■ SET PROBLEM A:
List every person named in the Reformation entry below.
begin TEXT BLOCK
The Columbia Encyclopedia, Sixth Edition | 2008 | The Columbia Encyclopedia, Sixth Edition. Copyright 2008 Columbia University Press. (Hide copyright information) Copyright

Reformation religious revolution that took place in Western Europe in the 16th cent. It arose from objections to doctrines and practices in the medieval church (see Roman Catholic Church ) and ultimately led to the freedom of dissent (see Protestantism ).

Background

The preparation for the movement was long. Opponents of orthodox views had asserted themselves over centuries, and in the 14th cent. John Wyclif had led a dissident movement. His ideas were amplified later by John Huss in Bohemia, who was burned (1415) at the stake by order of the Council of Constance. After his death his followers in Bohemia upheld his cause in the long and bitterly fought Hussite Wars . These dwindled into compromise, but Huss's challenge to the orthodox view of the Eucharist and the revolutionary effect of the wars did not disappear.

New forces fanned discontent with the church and the medieval order of society. There had long been outcries against abuses in the church, especially the blatant worldliness of some of the clergy, the emphasis on money, and the oppressiveness, not only intellectual but economic, of members of the church hierarchy. In the 15th cent. the conciliar movement (i.e., the attempt to establish the superiority of the ecumenical council over the pope) heralded the growing internal church dissent. Although the movement failed, the number of those wishing reform nevertheless grew steadily.

The desire for change was increased by the appearance of humanism and the spirit of the Renaissance . Study of the ancient Greek and Hebrew texts concentrated attention on the Bible and evoked a new critical spirit, exemplified in such men as Lorenzo Valla and Johann Reuchlin . The Renaissance also tended to develop an emphasis on the individual. The later humanists were outspoken in their attacks on the abuses in the church; Desiderius Erasmus was, perhaps, the most prominent, but there were many others, including the humanists at Oxford. The intimate connection between the new learning and the Reformation itself is shown in the pursuits of men who were to be prominent in the Reformation in central Europe; Ulrich von Hutten and Philip Melanchthon were outstanding figures in humanism, and Huldreich Zwingli arrived at opposition to the church mainly through the study of Greek and Hebrew. The very founding of the Univ. of Wittenberg, which was to be the center of revolt, was part of the urge to humanism.

The introduction of printing in Western Europe allowed more widespread dissemination of criticism. Printing was to hasten the Reformation, and the Reformation in turn was to spread printing further. In secular matters the opposition between church and state was centuries old, but it had begun to take a new turn with the building of strong nations. In Germany this opposition to the power of the church was coupled in the minds of many princes with opposition to that other supranational body, the Holy Roman Empire, and the princes were to play a decisive part in the ecclesiastical rebellion.

The rise of the cities and of the power of merchants and the middle class generally not only upset the old medieval order of things but created much discontent with the scholastic views on finance and economic affairs that fettered the enterprise of the men in search of wealth. The economy of Europe was expanding and forcing cracks in the more or less rigid walls of the system. Scholars of the 20th cent. have put a great deal of emphasis on the connection between the new modes of religious thought and economic change (i.e., the connection between Protestantism and capitalism) as a major force in the Reformation. There were, however, many influences at work, and the field was well prepared by 1517. Nevertheless, it was with suddenness and surprise that the Reformation began.
end TEXT BLOCK
begin EXERCISE MATERIAL
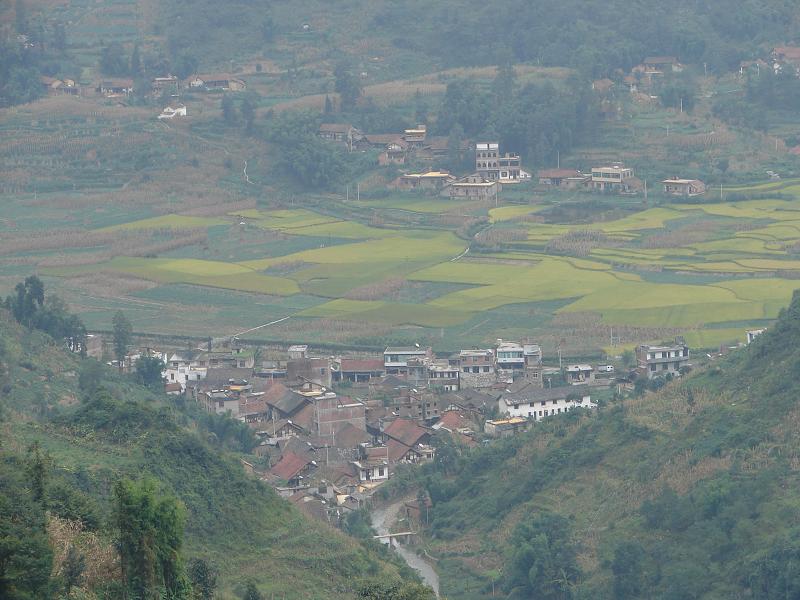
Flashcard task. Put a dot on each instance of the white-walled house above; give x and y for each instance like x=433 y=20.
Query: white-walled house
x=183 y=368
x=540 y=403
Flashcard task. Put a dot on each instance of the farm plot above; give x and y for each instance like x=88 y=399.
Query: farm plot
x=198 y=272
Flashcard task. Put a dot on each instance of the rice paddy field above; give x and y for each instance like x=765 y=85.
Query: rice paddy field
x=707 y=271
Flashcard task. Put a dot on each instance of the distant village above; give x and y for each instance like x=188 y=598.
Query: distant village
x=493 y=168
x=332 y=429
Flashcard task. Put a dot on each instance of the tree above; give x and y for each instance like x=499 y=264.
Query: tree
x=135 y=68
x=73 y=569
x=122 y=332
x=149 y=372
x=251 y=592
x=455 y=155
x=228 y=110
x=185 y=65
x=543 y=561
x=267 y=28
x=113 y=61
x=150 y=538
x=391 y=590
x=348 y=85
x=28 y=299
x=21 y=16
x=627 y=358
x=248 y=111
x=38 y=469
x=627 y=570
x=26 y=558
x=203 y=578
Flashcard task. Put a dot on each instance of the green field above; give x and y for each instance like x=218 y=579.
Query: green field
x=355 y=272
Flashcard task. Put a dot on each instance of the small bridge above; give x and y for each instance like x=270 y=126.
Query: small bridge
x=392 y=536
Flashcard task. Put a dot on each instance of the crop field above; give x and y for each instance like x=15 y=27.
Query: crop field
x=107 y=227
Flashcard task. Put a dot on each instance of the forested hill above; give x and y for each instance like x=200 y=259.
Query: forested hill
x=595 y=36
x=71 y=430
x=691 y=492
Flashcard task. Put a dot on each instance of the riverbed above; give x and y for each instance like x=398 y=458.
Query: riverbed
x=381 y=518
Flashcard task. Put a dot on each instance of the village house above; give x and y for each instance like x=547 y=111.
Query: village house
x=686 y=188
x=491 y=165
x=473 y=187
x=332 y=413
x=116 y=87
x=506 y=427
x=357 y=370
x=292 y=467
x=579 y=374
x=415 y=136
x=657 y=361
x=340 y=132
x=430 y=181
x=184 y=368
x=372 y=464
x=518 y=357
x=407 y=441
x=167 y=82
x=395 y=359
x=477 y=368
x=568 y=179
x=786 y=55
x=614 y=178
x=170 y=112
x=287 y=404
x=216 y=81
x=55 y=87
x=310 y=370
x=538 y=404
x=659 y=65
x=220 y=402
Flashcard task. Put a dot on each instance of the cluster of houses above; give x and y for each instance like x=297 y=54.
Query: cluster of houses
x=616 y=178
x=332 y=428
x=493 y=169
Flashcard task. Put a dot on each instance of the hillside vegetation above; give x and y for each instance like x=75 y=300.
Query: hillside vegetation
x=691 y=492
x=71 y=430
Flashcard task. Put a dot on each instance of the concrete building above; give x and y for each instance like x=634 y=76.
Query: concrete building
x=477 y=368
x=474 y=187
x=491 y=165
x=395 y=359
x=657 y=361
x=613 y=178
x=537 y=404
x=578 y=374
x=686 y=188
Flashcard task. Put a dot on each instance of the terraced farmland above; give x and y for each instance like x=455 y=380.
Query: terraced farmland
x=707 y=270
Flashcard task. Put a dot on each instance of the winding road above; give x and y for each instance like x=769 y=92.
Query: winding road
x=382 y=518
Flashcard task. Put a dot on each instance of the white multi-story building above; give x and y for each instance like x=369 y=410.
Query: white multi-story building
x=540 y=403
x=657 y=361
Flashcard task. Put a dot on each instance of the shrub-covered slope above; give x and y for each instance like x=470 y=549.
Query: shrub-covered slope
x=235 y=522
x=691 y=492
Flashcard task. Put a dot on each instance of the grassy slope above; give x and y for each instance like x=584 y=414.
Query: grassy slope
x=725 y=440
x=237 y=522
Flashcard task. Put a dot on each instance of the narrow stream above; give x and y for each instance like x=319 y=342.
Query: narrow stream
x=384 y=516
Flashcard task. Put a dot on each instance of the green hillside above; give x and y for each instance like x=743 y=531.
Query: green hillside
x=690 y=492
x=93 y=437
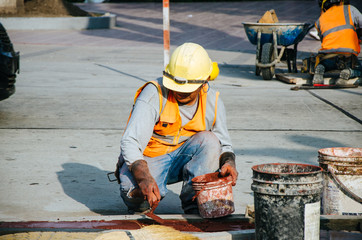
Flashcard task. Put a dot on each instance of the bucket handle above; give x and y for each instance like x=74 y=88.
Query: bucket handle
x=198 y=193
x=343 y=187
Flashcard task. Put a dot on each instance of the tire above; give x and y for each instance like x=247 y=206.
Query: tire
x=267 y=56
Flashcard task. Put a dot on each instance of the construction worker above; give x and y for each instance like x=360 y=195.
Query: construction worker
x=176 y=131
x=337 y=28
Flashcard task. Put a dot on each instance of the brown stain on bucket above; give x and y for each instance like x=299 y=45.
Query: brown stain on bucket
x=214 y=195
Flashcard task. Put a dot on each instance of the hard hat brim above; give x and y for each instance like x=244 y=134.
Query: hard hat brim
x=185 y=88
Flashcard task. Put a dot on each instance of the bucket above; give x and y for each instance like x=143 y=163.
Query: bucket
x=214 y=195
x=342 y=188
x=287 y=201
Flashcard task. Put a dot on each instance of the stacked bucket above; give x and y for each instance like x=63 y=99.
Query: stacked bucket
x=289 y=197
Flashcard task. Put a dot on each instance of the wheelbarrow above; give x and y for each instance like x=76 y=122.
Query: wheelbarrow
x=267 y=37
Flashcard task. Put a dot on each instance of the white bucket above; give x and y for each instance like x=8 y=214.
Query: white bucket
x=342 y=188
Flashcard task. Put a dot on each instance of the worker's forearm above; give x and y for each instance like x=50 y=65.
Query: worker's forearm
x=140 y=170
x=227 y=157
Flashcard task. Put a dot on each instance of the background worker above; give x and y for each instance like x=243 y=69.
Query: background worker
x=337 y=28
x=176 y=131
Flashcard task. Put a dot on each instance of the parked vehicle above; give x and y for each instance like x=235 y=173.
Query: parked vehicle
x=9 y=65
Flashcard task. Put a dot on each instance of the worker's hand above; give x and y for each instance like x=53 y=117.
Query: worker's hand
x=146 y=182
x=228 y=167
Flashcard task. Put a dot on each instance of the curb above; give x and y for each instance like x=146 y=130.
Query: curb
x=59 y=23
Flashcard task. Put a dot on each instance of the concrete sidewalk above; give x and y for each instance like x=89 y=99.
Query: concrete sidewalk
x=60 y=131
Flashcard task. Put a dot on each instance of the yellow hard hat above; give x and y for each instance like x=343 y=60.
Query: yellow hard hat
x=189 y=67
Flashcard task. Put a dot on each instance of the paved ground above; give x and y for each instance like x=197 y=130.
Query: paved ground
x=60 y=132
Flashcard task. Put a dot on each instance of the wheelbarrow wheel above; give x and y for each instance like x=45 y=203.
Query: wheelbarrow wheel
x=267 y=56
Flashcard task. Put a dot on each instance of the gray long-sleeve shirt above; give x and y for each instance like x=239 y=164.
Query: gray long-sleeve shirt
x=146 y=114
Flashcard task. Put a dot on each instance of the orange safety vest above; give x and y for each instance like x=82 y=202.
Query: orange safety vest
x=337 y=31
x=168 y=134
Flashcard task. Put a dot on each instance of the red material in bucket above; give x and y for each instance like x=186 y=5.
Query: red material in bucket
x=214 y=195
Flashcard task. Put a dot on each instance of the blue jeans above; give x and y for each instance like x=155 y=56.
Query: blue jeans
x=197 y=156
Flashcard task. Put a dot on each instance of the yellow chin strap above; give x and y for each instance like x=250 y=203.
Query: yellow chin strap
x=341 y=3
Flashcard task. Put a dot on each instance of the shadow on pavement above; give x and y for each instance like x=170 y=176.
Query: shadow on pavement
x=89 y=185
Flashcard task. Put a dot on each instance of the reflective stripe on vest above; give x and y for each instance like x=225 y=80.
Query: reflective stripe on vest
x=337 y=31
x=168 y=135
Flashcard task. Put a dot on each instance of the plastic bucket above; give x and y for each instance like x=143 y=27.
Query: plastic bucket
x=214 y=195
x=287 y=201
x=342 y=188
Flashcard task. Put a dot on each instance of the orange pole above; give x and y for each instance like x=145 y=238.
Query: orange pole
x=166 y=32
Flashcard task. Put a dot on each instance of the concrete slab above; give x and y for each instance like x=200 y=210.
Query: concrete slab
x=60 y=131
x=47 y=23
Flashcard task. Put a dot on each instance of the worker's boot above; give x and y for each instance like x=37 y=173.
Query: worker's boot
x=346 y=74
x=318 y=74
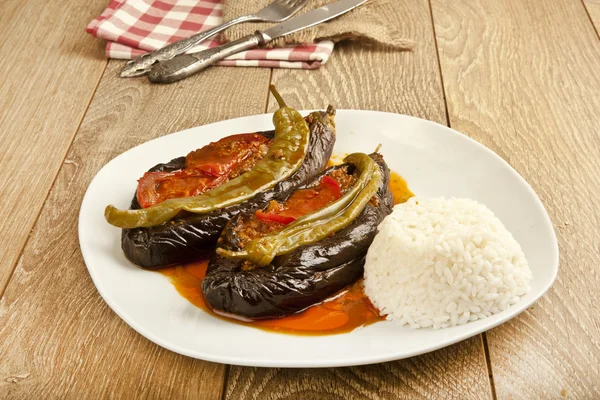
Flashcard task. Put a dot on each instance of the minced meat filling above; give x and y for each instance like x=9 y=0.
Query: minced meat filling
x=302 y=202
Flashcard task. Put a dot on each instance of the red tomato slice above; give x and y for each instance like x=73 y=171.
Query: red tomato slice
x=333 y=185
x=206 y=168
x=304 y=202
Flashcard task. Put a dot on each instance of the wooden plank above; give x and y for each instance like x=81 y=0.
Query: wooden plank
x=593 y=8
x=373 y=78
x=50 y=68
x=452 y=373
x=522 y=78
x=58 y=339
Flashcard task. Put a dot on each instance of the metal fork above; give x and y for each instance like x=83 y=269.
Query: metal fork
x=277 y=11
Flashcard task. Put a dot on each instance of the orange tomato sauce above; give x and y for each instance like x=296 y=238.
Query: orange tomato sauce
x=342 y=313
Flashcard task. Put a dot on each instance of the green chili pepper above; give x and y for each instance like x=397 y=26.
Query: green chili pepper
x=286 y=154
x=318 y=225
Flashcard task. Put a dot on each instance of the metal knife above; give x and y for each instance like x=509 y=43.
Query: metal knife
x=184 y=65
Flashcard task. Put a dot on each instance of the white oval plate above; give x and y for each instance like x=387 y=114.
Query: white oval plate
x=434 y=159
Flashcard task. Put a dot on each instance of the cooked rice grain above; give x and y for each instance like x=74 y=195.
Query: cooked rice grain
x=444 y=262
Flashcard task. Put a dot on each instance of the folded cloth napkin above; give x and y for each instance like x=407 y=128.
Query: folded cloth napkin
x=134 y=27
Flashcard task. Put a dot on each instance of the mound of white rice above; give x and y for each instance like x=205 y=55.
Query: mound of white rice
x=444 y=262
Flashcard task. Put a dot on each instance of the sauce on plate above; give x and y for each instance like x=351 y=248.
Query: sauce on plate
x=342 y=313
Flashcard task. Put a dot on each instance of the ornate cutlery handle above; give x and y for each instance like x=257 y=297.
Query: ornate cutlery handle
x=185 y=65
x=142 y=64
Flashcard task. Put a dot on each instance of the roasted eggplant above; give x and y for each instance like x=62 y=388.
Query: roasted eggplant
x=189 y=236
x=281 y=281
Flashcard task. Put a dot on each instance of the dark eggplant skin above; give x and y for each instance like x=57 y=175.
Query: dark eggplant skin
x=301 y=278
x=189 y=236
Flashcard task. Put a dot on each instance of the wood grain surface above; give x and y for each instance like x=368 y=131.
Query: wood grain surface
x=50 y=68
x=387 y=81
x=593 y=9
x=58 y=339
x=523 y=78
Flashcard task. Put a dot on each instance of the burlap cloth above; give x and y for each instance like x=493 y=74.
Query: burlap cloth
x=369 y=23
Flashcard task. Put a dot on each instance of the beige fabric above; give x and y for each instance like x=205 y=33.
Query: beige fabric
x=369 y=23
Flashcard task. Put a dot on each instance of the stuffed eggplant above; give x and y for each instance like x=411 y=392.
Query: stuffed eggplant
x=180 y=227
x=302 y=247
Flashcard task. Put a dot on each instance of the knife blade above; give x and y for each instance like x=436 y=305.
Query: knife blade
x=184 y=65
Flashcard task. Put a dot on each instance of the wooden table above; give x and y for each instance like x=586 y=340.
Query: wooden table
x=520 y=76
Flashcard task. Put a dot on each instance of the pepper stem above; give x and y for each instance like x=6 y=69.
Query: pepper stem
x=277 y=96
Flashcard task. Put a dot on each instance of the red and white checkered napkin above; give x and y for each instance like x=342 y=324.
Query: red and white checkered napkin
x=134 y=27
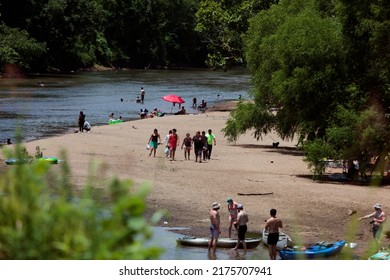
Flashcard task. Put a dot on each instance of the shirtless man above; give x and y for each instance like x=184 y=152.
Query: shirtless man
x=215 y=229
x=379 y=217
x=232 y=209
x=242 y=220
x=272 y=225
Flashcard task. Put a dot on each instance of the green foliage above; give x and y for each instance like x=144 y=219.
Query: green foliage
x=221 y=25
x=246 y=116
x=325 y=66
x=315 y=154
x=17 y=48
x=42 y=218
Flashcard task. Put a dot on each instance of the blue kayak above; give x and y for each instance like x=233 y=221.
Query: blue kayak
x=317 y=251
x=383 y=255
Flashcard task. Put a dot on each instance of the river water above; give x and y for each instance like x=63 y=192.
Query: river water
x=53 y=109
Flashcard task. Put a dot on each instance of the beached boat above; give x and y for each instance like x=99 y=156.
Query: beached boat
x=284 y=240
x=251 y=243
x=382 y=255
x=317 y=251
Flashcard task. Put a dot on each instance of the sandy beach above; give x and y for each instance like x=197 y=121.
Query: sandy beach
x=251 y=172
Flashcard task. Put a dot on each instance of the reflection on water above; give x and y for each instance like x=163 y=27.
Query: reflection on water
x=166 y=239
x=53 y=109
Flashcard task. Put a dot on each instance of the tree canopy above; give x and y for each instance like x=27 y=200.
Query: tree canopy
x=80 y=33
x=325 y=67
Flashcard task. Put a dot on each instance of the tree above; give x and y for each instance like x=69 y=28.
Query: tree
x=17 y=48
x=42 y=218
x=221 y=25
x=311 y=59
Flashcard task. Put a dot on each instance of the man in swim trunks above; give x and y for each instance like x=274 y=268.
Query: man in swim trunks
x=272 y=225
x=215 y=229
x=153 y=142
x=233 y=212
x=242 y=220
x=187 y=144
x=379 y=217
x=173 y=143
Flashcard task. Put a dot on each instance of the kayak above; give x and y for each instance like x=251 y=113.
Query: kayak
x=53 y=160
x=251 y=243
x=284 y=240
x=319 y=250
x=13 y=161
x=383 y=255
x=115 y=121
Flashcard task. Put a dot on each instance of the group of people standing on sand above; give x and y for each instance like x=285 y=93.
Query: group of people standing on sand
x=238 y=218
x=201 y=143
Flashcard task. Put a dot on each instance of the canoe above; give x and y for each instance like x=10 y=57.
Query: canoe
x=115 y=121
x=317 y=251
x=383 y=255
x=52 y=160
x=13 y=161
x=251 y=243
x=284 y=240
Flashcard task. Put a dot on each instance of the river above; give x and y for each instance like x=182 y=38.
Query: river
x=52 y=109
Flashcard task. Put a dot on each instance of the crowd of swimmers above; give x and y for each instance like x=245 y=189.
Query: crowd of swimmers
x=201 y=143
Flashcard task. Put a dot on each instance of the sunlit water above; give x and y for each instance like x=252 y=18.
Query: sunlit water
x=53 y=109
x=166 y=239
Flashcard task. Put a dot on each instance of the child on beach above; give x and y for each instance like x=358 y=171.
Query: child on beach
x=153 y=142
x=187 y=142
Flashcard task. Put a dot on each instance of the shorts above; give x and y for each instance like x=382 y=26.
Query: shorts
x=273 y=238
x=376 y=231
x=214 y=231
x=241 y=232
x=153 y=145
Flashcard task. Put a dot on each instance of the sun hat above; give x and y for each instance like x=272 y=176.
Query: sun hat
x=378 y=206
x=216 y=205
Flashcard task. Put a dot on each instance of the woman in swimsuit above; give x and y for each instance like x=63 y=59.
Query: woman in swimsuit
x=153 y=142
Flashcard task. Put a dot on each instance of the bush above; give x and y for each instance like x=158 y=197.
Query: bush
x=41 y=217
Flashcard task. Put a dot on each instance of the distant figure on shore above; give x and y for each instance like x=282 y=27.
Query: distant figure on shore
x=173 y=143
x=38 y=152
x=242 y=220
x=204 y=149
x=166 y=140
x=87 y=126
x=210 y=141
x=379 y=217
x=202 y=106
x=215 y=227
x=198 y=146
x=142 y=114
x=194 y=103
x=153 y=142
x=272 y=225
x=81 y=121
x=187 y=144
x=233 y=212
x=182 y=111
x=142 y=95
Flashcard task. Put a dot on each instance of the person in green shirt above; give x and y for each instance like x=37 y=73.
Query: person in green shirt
end EXERCISE MATERIAL
■ SET PROBLEM B:
Recast the lines of the listing above as a numbered list, from the line with "Flashcard task. Put a dot on each instance of the minced" to the line with "x=302 y=202".

■ FINAL ANSWER A:
John Wyclif, John Huss, Lorenzo Valla, Johann Reuchlin, Desiderius Erasmus, Ulrich von Hutten, Philip Melanchthon, Huldreich Zwingli

■ FINAL ANSWER B:
1. Flashcard task. Put a dot on each instance of the minced meat filling above; give x and y for each instance like x=9 y=0.
2. Query: minced meat filling
3. x=302 y=202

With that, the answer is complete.